BEGIN EXTRACTED TEXT

What is RADS?

So I’ve mentioned being diagnosed with RADS and the impact that has had on my life a few times in my posts. While I’ve provided links to materials on RADS I haven’t ever really explained what it is.

So here goes…

RADS stands for Reactive Airways Dysfunction Syndrome. It’s not very well-known about or understood. Some people refer to it as occupational asthma, which is not actually correct.

The reason for this is that RADS is always triggered by an exposure to an irritant. The kind of irritant needed to cause RADS is usually one found in the workplace through such things as chemical exposures.

In my case, unusually, it was a citrus-based spray that was inadvertently used within inches of my head. Given that I have a life threatening allergy to citrus and went into an extremely fast and severe anaphylactic reaction immediately my allergist believes that this was enough to be the trigger for me.

RADS is not Reactive Airways Disease. This is a term commonly used by doctors to describe wheezing and allergic issues in infants and young children until they grow old enough to either grow out of it or their symptoms are confirmed as asthma.

RADS is also not asthma. Asthma involves the immune system. RADS does not. Asthma medication will also not help people suffering from RADS.

The diagnosis of RADS is based on 5 criteria:

“1. Must have no immediate complaints of previous respiratory ailments
2. Onset of symptoms after a single event or accident
3. Exposure to high concentration of irritants and caustic fumes
4. With cough, wheezing and dyspnea (difficulty of breathing)

END EXTRACTED TEXT
BEGIN PROVIDED DATA

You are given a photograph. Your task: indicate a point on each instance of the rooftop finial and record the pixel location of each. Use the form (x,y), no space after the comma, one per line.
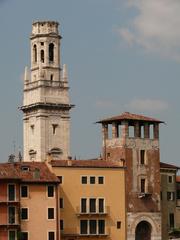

END PROVIDED DATA

> [WHAT IS REQUIRED]:
Update the passage of the RADS explainer starting at "So I’ve mentioned" and ending at "what it is." by changing "posts" to "articles", then write out the revised passage in full.

> [ANSWER SECTION]:
So I’ve mentioned being diagnosed with RADS and the impact that has had on my life a few times in my articles. While I’ve provided links to materials on RADS I haven’t ever really explained what it is.